[Items om locaties te bepalen]
********
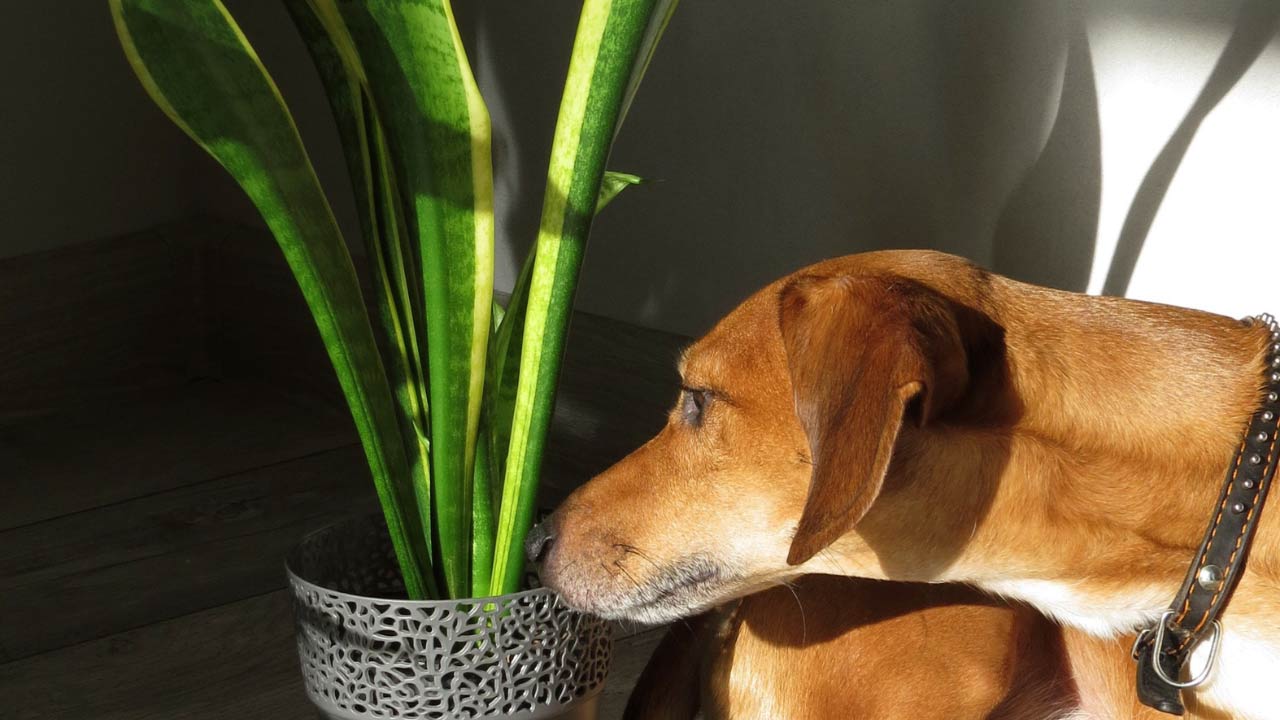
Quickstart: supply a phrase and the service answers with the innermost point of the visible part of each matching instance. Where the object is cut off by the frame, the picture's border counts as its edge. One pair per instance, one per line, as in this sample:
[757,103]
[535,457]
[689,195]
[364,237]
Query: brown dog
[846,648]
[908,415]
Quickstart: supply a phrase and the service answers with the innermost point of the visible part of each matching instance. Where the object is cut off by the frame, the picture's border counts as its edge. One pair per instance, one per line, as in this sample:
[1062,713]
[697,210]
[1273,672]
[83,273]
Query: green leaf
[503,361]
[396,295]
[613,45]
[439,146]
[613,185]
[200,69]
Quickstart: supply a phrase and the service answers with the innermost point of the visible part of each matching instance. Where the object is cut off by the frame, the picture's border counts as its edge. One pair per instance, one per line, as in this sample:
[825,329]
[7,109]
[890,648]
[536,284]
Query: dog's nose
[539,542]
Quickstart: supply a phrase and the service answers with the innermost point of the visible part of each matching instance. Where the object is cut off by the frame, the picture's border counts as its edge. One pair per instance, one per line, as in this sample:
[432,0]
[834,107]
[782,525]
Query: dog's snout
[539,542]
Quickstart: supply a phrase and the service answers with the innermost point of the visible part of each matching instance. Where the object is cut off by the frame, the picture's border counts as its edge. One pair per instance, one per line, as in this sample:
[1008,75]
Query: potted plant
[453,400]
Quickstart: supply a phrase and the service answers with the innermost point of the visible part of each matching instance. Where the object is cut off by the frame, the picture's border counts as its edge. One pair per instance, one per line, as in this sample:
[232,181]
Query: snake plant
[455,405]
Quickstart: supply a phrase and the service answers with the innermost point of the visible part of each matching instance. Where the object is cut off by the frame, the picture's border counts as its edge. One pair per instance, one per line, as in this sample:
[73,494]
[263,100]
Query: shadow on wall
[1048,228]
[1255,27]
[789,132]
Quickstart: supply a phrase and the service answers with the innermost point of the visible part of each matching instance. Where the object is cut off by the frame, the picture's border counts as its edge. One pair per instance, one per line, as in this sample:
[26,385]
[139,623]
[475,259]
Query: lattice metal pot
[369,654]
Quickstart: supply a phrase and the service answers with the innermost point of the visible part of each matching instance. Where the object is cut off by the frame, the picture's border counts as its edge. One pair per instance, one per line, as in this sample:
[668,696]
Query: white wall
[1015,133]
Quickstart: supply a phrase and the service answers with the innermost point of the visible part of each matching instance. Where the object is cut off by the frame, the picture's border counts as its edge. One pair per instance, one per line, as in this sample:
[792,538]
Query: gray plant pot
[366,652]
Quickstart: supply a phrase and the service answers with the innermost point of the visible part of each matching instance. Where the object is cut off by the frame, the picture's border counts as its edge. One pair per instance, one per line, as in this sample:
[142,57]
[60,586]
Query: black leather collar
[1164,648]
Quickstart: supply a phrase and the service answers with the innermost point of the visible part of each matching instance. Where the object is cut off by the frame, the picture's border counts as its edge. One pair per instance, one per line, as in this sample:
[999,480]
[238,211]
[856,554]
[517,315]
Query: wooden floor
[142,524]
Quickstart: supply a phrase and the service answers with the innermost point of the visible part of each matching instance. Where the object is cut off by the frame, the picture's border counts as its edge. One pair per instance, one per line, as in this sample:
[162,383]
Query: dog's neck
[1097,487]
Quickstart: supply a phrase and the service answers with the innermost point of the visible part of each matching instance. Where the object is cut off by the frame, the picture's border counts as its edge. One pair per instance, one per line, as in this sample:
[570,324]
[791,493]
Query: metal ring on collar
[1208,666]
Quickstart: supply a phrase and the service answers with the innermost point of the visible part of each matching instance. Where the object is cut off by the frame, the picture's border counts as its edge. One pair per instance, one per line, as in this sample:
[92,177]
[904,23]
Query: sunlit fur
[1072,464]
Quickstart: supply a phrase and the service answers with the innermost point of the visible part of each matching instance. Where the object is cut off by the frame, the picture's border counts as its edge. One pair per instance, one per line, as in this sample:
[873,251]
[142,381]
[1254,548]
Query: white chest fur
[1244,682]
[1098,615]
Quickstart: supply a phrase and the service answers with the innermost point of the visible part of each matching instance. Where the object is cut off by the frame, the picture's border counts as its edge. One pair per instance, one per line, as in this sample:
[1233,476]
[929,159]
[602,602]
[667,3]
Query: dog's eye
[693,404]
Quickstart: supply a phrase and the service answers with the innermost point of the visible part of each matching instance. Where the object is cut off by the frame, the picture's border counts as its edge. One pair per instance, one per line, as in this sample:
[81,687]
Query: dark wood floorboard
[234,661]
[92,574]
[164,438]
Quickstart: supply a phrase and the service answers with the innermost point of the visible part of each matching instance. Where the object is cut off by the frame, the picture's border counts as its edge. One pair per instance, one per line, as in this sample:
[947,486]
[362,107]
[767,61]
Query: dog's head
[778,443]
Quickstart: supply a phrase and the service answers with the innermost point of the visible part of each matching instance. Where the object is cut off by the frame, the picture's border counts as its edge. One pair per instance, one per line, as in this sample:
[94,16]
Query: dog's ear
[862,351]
********
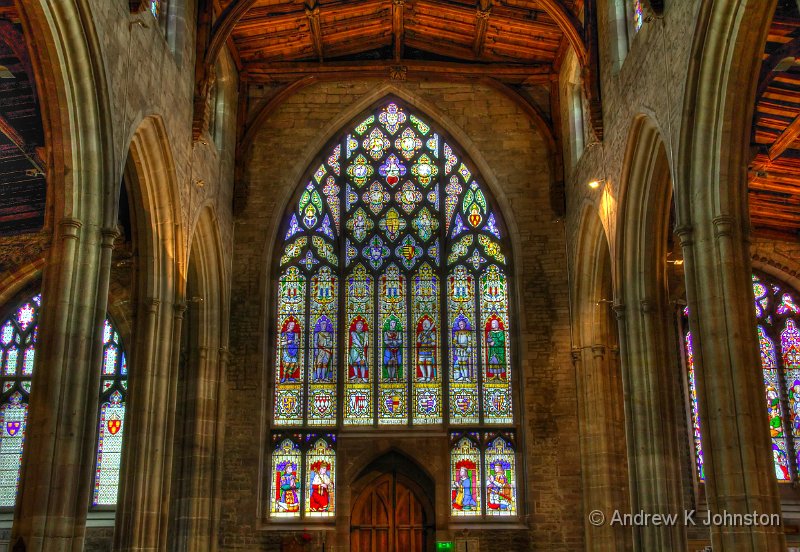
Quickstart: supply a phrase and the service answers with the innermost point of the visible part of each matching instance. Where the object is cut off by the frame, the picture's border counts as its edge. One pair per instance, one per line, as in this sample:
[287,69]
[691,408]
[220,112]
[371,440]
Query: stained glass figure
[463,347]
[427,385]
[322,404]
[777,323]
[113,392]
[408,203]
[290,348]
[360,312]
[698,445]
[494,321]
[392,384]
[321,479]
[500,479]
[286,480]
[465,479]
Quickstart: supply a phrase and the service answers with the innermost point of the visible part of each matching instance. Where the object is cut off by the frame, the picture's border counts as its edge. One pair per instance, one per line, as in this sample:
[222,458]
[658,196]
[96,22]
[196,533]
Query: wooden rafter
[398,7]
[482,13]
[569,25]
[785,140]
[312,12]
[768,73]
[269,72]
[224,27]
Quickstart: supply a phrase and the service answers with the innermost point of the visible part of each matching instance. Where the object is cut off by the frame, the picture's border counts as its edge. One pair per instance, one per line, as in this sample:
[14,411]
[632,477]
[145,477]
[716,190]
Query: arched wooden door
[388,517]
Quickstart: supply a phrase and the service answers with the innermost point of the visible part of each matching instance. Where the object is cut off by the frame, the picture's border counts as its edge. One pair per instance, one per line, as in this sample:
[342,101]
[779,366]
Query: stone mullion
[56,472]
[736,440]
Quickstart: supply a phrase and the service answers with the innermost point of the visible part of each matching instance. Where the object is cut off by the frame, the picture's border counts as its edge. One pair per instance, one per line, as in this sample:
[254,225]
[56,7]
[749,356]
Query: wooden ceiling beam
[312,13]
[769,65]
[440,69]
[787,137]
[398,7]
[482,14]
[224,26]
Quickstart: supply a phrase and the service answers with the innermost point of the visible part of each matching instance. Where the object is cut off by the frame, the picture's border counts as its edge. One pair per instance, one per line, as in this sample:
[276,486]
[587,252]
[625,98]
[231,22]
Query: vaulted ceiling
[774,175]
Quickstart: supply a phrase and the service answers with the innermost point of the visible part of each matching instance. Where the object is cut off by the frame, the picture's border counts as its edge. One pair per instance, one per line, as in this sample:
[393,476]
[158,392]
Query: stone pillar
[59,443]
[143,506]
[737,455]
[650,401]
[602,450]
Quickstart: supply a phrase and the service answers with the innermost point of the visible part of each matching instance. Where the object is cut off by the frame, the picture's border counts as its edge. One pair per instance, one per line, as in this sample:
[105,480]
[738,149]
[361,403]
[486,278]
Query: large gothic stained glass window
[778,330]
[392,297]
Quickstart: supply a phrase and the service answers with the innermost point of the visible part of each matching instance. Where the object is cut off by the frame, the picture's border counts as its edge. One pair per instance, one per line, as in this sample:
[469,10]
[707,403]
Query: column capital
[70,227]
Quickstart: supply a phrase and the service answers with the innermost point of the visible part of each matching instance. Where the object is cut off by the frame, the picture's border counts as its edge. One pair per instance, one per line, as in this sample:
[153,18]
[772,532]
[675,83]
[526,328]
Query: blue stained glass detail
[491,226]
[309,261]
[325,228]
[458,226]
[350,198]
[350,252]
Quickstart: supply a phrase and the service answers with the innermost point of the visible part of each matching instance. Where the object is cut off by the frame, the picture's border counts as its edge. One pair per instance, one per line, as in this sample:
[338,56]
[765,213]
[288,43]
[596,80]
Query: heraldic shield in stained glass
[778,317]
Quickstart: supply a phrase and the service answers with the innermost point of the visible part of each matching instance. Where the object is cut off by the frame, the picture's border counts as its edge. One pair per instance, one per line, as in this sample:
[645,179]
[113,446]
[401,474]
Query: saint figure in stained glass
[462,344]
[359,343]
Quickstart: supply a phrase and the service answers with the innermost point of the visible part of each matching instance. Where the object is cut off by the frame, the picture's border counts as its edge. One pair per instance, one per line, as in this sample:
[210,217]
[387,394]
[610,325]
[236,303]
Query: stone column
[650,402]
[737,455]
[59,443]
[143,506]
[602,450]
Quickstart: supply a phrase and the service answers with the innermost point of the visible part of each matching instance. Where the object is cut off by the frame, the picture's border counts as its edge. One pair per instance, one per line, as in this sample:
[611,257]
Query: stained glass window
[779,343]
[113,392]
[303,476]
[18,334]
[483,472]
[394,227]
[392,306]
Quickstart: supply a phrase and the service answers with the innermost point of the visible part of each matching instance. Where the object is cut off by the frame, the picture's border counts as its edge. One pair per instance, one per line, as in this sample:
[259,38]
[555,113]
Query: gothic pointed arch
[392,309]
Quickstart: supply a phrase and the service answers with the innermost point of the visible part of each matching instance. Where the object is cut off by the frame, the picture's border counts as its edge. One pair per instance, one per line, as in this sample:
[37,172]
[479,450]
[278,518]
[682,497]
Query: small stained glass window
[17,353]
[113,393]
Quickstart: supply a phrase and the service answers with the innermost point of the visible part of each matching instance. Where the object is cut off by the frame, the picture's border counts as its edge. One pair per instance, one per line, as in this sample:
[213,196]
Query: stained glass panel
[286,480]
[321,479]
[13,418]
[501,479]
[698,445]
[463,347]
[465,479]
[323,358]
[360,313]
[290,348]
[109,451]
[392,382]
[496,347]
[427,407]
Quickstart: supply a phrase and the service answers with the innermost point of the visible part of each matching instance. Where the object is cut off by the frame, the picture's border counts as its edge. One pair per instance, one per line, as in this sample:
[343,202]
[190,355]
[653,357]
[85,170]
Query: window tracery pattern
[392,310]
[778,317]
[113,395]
********
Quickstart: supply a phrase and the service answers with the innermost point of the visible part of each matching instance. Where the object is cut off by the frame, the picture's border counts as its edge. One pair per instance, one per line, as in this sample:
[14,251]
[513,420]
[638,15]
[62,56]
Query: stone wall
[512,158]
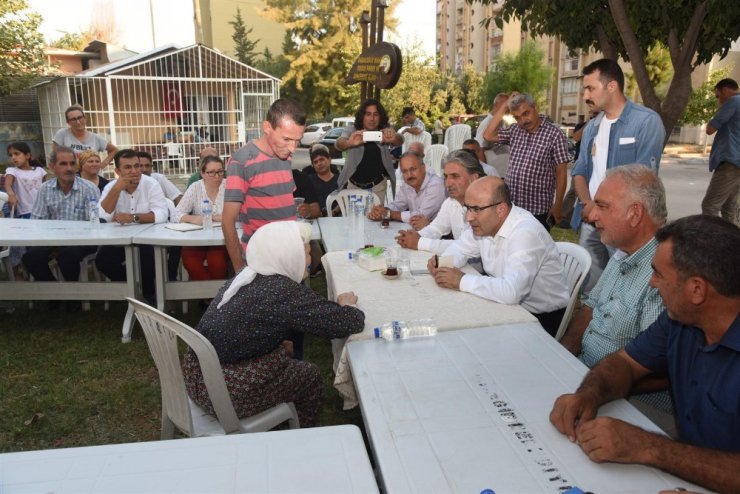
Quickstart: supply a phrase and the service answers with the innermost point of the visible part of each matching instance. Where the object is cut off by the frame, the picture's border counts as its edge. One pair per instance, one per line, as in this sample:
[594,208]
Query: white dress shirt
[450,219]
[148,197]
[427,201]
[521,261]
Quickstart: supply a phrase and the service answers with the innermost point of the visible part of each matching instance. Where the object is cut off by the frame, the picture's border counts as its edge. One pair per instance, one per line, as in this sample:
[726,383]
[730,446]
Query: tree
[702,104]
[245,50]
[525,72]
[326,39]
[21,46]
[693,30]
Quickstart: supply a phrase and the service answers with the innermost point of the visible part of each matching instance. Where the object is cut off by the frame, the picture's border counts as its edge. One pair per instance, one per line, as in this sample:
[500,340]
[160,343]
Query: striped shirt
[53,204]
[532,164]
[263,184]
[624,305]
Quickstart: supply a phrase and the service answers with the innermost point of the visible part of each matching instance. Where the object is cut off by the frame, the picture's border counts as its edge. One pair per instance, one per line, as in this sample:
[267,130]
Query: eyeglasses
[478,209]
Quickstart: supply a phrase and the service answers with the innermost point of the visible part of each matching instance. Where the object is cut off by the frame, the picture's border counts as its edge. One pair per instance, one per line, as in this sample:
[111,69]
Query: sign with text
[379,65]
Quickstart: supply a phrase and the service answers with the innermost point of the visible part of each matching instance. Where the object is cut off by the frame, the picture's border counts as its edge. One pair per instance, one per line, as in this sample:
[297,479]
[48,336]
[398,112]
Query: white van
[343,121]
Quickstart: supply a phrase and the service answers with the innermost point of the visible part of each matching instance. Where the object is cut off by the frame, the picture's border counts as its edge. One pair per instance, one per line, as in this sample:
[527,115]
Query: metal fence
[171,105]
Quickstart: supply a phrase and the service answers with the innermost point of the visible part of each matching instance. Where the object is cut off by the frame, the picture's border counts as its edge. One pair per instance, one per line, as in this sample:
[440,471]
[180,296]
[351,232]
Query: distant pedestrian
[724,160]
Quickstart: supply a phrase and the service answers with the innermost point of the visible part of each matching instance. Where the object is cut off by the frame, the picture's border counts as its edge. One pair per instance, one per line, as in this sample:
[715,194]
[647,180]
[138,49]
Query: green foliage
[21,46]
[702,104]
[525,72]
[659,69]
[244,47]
********
> _WAT TE DOEN_
Laat alle regels uit het materiaal hierboven zien waarin het woord "white" voorkomt.

> _KLAAR ANTWOORD_
Query: white wall
Query: white chest fur
Query: white dress shirt
Query: white van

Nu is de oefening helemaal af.